[begin DATASET EXCERPTS]

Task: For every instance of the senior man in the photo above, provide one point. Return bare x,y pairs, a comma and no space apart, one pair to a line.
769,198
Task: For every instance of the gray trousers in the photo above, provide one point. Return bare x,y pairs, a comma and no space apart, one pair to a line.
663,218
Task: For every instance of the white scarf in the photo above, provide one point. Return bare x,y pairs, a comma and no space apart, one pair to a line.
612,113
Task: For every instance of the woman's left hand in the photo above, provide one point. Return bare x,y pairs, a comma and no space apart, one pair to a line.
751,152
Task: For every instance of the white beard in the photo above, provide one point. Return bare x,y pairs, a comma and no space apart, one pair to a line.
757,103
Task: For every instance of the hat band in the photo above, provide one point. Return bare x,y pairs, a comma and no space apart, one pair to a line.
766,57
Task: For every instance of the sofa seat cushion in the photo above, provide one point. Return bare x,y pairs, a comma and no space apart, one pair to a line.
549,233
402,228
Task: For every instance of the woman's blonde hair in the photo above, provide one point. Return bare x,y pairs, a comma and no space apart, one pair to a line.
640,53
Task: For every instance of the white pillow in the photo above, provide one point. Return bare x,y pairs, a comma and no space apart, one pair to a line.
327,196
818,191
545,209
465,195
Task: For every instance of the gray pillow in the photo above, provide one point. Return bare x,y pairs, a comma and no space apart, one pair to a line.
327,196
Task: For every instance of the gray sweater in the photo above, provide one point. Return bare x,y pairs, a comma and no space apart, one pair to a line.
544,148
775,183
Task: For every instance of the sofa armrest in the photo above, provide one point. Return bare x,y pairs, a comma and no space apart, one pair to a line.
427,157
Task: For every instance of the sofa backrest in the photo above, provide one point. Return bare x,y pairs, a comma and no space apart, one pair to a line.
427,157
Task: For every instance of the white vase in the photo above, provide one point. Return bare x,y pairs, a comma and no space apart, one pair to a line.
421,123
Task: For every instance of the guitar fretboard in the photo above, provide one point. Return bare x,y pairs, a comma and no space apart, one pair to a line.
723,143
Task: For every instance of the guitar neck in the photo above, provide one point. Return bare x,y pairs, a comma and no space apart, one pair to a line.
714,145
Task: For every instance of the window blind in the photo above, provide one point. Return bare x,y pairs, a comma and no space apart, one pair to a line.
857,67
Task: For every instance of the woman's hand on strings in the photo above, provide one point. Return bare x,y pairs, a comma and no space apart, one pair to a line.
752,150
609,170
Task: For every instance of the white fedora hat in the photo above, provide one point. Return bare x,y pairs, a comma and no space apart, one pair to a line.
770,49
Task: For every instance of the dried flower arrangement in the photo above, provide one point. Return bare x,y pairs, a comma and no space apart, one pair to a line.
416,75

[end DATASET EXCERPTS]
[begin DATASET EXCERPTS]

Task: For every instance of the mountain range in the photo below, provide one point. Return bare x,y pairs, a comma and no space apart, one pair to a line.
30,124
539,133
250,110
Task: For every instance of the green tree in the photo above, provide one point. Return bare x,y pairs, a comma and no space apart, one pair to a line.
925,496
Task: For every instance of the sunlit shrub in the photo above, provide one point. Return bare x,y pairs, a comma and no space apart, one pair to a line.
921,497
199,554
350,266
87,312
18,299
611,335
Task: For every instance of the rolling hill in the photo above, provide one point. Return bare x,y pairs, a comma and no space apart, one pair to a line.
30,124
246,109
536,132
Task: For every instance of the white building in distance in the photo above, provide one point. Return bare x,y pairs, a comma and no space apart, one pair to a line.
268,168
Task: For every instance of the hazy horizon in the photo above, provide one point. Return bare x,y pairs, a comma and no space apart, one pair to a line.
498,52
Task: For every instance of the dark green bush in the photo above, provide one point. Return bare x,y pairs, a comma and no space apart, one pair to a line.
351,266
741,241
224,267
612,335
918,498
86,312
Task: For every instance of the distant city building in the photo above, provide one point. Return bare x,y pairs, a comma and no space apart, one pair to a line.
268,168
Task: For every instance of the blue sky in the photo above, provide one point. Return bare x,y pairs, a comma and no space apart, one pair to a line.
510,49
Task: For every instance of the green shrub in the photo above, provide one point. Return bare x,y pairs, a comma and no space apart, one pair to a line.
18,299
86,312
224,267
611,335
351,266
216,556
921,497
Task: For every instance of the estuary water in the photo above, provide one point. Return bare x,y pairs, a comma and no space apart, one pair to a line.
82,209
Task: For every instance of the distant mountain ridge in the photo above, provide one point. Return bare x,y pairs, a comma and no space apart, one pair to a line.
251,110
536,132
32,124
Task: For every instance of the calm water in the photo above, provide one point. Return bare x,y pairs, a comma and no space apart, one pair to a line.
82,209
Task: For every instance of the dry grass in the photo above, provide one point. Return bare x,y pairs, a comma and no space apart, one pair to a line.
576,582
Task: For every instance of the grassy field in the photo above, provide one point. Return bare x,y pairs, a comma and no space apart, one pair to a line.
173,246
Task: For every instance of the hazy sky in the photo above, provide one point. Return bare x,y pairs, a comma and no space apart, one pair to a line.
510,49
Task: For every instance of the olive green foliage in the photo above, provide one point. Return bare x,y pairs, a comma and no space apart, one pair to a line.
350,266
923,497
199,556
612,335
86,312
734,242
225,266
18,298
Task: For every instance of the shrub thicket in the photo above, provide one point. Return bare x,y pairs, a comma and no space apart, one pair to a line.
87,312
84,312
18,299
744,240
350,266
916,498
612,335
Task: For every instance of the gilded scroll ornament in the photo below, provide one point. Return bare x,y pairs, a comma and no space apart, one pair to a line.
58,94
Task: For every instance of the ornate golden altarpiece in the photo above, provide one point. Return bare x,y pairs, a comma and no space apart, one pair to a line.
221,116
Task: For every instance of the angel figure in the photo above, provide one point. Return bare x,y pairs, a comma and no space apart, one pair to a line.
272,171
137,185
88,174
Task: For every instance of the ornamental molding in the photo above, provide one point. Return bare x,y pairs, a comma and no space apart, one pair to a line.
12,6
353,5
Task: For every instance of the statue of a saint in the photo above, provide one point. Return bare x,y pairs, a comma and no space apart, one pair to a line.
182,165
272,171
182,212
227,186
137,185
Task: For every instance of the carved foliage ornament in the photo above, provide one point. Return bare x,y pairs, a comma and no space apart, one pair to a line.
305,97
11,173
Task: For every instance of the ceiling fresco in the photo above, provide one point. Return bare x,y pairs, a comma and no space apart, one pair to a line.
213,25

[end DATASET EXCERPTS]

INSTRUCTIONS TO FOLLOW |
How many lines in the records above contain the string "white"? Capitalization matters. Reply with the number only.

EXERCISE OUTPUT |
6